** Records shown follows **
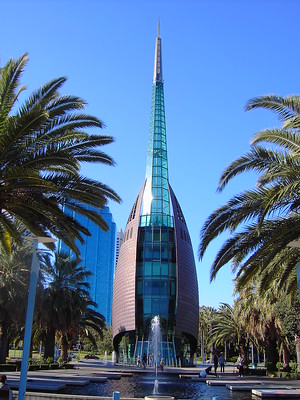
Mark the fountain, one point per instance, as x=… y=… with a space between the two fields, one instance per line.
x=155 y=349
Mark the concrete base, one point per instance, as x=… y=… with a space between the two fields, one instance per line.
x=158 y=397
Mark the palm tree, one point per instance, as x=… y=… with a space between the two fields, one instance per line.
x=42 y=146
x=206 y=316
x=14 y=278
x=228 y=326
x=262 y=222
x=65 y=304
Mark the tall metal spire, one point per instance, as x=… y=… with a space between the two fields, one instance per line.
x=156 y=195
x=157 y=75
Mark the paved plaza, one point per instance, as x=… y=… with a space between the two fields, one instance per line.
x=44 y=384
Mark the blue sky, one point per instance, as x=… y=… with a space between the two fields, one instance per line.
x=216 y=56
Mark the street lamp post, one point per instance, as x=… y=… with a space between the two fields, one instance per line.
x=34 y=273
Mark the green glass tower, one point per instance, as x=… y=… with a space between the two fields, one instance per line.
x=156 y=274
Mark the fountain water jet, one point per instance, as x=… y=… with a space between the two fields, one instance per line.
x=155 y=344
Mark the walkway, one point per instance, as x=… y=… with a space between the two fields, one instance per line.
x=87 y=371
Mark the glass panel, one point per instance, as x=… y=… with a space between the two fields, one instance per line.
x=148 y=268
x=148 y=235
x=156 y=268
x=173 y=288
x=139 y=286
x=164 y=268
x=147 y=287
x=172 y=269
x=156 y=252
x=164 y=252
x=148 y=251
x=164 y=307
x=164 y=288
x=139 y=270
x=147 y=305
x=155 y=306
x=156 y=235
x=156 y=287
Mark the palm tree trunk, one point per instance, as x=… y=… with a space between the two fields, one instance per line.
x=3 y=342
x=286 y=356
x=272 y=354
x=64 y=348
x=49 y=344
x=297 y=338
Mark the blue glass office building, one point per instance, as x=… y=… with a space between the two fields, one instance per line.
x=98 y=255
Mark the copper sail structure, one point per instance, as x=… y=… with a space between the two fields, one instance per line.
x=156 y=272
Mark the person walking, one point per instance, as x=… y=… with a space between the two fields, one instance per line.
x=240 y=363
x=144 y=360
x=215 y=361
x=222 y=362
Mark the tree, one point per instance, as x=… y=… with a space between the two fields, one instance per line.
x=228 y=326
x=65 y=305
x=42 y=146
x=206 y=316
x=14 y=279
x=262 y=222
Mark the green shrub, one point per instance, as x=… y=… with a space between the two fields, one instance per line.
x=279 y=365
x=294 y=368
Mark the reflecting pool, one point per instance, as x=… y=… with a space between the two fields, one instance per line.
x=140 y=386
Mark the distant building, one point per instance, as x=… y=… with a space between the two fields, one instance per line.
x=120 y=235
x=98 y=255
x=156 y=272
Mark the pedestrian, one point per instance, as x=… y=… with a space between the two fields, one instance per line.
x=240 y=365
x=222 y=362
x=207 y=371
x=161 y=364
x=144 y=360
x=151 y=360
x=4 y=386
x=215 y=361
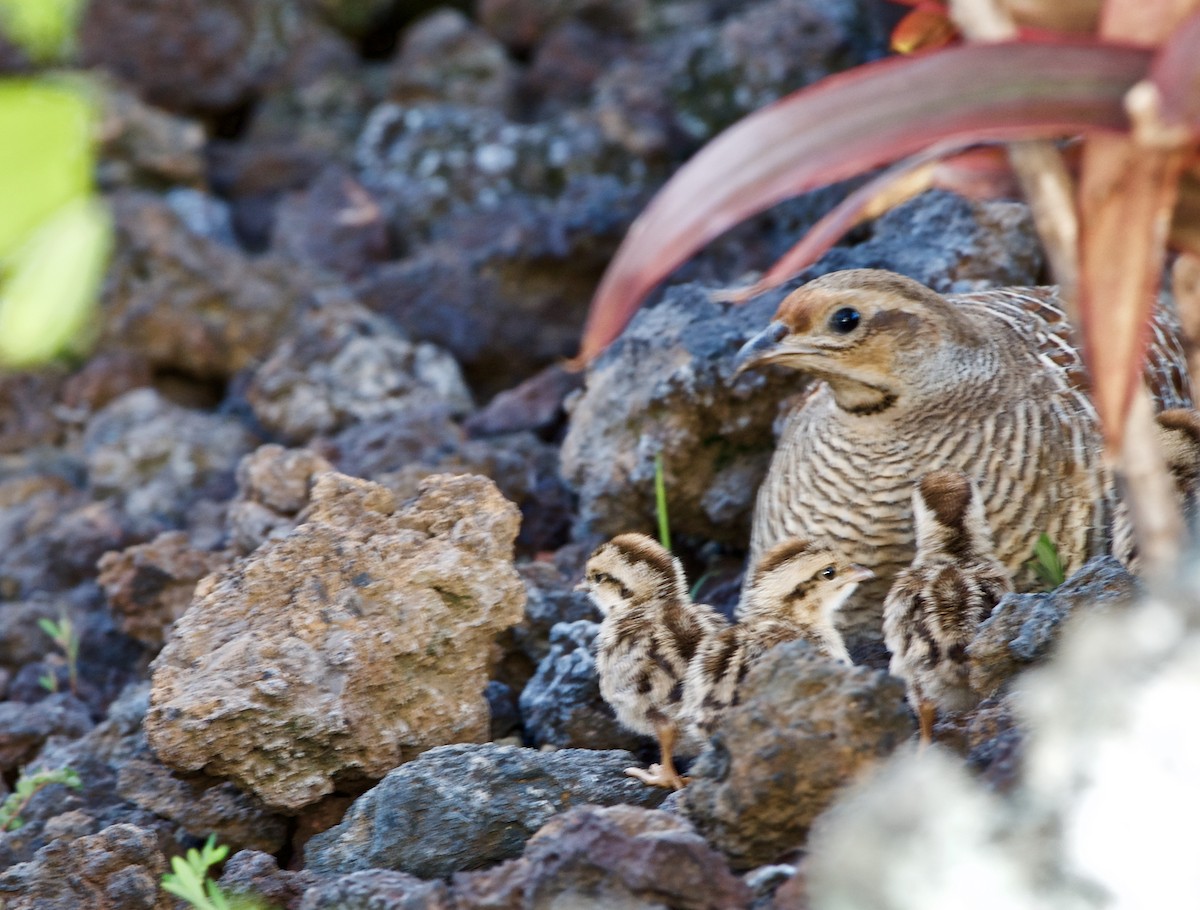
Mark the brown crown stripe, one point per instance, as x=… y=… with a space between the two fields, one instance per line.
x=780 y=554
** End of Records shown **
What is needed
Line by line, give the material above again exactly, but without any pictures.

Answer
Mark the fountain, one point per instance, as x=… y=… with a space between the two fields, one instance per line.
x=155 y=349
Mark the concrete base, one point per instance, as x=… y=… with a space between the two fields, one instance per line.
x=158 y=397
Mark the palm tree, one point per instance, as x=… y=… with a space between the two fields, one instance per line.
x=42 y=146
x=206 y=316
x=14 y=278
x=228 y=326
x=262 y=222
x=65 y=304
Mark the tall metal spire, one point per instance, as x=… y=… with a space between the two fields, one instance per line.
x=156 y=195
x=157 y=75
Mark the paved plaza, one point per instance, as x=… y=… with a space between the two fields, one instance per line.
x=44 y=384
Mark the blue sky, one point per instance, as x=… y=… with a space between the two fields, one instance per line.
x=216 y=56
Mark the street lamp post, one point per instance, as x=… y=… with a space between the two fields, one instance per line.
x=34 y=273
Mark the green glass tower, one point per instance, as x=… y=… with a space between the two fields, one instance per line.
x=156 y=274
Mark the fountain water jet, one point per instance, as x=… y=… with a space between the two fields, one instance per line.
x=155 y=344
Mark the walkway, one point per instance, as x=… y=… with a space between the two fields, one instance per line.
x=87 y=371
Mark the glass panel, one point per instance, as x=… y=… with a space between the two fields, one instance per line.
x=148 y=268
x=148 y=235
x=156 y=268
x=173 y=288
x=139 y=286
x=164 y=268
x=147 y=287
x=172 y=269
x=156 y=252
x=164 y=252
x=148 y=251
x=164 y=307
x=164 y=288
x=139 y=270
x=147 y=305
x=155 y=306
x=156 y=235
x=156 y=287
Mark the palm tree trunk, one point per instance, as x=… y=… with a space between the two fields, one instance per line.
x=3 y=342
x=286 y=356
x=272 y=354
x=64 y=348
x=49 y=344
x=297 y=338
Mark the blue glass office building, one point per instance, as x=… y=… with a space between the two fields, one instance per line.
x=98 y=255
Mark the copper sail structure, one point per instance, as x=… y=… with a space between the two fields, one instance per line.
x=156 y=272
Mark the person walking, one point per instance, as x=… y=… with a space between the two fields, one instance per line.
x=240 y=363
x=144 y=360
x=215 y=361
x=222 y=362
Mark the tree, one point per instance, as x=… y=… with a space between the two fields, one instance per line.
x=228 y=326
x=65 y=305
x=42 y=146
x=206 y=316
x=14 y=279
x=262 y=222
Mark the green shrub, one point per instance, as x=… y=… with a space between the two fields, one instance per line.
x=279 y=365
x=294 y=368
Mark the reflecting pool, one point per instance, as x=… y=… with a space between the two fields, one instance per line.
x=140 y=386
Mark the distant building, one point per instance, as x=… y=… with a space between the two fields, one instance per line.
x=120 y=235
x=98 y=255
x=156 y=272
Mark the pedestrian, one point per instance, as x=… y=… with a space between the two fields, one instance per line.
x=240 y=365
x=222 y=362
x=207 y=371
x=161 y=364
x=144 y=360
x=151 y=360
x=4 y=386
x=215 y=361
Mark the brown crown stripe, one point per instance, as x=… y=… with a space between the two fields, one instance per line.
x=780 y=554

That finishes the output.